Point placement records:
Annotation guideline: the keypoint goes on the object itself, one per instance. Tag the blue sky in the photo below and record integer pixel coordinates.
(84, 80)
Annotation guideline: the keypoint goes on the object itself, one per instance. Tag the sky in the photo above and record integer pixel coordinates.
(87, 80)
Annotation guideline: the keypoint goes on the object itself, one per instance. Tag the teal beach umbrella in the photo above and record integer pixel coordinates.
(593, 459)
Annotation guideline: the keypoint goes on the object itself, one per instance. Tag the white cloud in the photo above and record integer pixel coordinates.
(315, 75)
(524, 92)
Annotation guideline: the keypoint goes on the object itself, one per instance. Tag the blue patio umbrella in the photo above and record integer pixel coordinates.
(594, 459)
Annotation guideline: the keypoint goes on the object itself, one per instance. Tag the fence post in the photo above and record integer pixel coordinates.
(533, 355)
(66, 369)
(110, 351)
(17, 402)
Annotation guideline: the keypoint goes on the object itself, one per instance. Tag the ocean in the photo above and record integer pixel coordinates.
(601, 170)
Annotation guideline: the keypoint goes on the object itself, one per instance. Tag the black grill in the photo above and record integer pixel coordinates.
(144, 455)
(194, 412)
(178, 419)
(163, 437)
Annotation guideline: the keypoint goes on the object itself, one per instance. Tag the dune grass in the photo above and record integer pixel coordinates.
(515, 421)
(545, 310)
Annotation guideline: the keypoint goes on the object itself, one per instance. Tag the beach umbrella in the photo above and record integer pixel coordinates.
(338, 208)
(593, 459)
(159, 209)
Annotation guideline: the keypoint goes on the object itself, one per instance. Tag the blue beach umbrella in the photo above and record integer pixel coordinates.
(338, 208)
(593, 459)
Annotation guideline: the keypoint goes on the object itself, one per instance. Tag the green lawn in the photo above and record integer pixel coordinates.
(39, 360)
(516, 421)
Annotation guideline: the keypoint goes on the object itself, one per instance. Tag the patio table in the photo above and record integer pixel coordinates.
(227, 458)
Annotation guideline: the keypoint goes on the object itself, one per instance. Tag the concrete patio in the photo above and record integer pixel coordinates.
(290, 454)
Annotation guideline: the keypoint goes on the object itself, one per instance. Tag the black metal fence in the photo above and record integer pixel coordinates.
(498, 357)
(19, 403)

* EXERCISE AIM
The lines to reproduce run from the line containing "the blue beach" to the end of the listing; write them out exactly and add nothing.

* WRITTEN SOLUTION
Annotation guideline: the keypoint goes on the object itself, one per instance. Tag the blue beach umbrella in the photo above and record integer pixel coordinates.
(338, 208)
(593, 459)
Annotation guideline: the keypoint goes on the object itself, one per instance. Tag the green lawn in the photo above and record integer pixel coordinates.
(39, 360)
(516, 421)
Annotation guideline: the keypoint goes on the object itself, one per instance. Tag the patio table in the photo above and record integer pixel coordinates.
(227, 458)
Annotation guideline: the keypoint goes on the object itself, one per instance. Tag the concrete patio in the photo above and record integer pixel coordinates.
(290, 454)
Annotation guideline: the keypoint goes on the object itself, one per instance. Tag the black metal fence in the photo above and record integer pixel coordinates.
(498, 357)
(19, 403)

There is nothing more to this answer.